■ **Dataset rows**:

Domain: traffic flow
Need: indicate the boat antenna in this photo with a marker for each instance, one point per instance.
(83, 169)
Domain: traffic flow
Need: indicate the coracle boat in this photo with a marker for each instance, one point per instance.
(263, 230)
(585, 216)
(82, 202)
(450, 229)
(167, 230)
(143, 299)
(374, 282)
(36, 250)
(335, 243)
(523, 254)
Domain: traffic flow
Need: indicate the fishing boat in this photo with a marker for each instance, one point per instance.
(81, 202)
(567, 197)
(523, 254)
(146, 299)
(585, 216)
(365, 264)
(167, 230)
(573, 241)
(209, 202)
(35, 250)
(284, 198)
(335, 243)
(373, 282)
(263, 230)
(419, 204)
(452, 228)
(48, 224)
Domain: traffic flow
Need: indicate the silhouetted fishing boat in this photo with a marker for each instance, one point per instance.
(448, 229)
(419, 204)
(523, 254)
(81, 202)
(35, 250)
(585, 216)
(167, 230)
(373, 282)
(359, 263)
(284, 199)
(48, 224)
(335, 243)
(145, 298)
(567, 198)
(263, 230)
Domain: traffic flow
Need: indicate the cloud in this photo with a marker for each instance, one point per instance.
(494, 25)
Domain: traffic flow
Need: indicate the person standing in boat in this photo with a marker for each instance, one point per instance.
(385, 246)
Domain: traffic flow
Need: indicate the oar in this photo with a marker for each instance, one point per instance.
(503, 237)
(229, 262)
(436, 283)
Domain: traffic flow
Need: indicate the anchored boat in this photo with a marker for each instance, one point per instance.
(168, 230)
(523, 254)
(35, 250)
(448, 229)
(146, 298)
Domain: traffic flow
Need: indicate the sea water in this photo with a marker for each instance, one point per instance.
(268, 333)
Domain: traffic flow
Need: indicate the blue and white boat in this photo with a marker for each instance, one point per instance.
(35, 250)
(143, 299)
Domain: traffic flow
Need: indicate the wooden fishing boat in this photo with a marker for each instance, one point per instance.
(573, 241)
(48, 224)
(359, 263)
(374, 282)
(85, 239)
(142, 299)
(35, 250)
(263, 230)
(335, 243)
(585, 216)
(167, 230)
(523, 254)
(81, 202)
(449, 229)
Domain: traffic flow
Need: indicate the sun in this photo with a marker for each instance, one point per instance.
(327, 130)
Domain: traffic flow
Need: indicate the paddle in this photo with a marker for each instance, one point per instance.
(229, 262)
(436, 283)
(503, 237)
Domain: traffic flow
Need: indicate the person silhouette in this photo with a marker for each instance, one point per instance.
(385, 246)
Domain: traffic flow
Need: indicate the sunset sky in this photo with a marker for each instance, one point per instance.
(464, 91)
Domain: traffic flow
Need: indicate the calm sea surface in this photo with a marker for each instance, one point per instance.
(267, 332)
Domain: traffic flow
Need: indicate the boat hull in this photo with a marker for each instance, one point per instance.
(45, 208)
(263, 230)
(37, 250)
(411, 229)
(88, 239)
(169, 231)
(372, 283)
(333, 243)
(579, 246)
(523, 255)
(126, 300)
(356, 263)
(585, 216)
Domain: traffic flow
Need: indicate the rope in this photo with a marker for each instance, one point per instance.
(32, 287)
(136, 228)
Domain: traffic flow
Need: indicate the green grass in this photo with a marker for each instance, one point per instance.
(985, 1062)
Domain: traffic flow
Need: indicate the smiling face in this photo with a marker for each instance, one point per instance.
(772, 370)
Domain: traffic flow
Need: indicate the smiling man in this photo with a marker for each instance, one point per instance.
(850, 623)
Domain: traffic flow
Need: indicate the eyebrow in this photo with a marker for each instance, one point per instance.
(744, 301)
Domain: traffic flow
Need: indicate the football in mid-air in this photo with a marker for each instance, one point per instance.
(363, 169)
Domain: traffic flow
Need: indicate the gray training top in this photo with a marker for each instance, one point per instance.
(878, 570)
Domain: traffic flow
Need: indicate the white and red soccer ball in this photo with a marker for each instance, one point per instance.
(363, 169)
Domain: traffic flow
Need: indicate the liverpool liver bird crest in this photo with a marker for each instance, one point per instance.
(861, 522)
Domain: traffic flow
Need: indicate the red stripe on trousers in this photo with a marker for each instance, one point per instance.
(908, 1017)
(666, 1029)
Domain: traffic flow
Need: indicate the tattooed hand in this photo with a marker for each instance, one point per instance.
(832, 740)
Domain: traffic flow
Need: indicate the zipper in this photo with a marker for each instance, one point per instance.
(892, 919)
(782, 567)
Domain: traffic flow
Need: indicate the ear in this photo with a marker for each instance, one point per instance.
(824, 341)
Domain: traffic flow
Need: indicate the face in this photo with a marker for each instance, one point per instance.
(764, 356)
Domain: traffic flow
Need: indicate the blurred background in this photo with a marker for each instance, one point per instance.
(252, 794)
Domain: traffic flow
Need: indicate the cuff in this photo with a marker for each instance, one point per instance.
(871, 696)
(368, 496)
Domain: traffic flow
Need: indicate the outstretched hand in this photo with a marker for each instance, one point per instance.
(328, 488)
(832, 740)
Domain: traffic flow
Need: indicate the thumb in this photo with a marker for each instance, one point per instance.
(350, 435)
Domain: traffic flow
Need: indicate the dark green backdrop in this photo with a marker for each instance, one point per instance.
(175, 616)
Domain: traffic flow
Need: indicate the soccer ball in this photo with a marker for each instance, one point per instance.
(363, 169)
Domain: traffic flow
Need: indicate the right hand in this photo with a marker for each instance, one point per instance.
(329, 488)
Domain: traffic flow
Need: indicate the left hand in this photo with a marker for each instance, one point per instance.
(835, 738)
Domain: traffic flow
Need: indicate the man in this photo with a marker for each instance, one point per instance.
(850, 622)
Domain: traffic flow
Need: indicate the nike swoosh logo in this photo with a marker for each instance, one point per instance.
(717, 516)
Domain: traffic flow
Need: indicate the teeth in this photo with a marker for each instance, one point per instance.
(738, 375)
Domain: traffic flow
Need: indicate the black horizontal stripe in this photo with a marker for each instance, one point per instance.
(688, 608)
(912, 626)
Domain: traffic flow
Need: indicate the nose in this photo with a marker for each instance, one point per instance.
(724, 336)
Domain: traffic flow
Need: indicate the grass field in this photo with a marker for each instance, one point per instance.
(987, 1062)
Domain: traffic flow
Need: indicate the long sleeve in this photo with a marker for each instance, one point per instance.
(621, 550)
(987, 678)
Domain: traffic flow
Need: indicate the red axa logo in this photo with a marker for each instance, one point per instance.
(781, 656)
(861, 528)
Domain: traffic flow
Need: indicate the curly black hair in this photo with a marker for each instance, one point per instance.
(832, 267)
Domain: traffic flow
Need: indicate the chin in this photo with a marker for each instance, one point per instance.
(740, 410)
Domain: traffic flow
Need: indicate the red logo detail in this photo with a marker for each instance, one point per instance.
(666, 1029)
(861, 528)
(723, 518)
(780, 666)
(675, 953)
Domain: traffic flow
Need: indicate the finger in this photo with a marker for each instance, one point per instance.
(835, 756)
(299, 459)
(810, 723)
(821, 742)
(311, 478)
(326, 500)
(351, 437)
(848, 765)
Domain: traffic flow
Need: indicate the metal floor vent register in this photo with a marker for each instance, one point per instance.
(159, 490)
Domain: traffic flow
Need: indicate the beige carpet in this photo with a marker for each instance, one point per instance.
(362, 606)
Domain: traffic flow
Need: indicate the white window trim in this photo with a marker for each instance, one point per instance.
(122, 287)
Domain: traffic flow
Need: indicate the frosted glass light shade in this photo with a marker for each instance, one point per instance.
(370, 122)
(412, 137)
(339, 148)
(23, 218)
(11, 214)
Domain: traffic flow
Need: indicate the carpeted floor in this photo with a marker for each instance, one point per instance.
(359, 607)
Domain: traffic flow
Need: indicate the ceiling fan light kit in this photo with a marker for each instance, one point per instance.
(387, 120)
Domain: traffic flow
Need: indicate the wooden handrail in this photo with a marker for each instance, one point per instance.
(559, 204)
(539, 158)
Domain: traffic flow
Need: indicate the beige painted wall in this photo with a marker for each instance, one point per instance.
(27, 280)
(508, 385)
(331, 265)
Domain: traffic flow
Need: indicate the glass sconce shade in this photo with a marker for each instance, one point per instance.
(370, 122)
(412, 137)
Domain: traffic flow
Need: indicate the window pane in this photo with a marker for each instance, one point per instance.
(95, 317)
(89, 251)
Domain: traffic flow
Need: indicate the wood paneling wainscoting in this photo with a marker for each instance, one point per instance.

■ **Work instructions**: Report how many lines in the entries contain the word "stripe", and give only that number. Case counts.

■ **Response below**: 2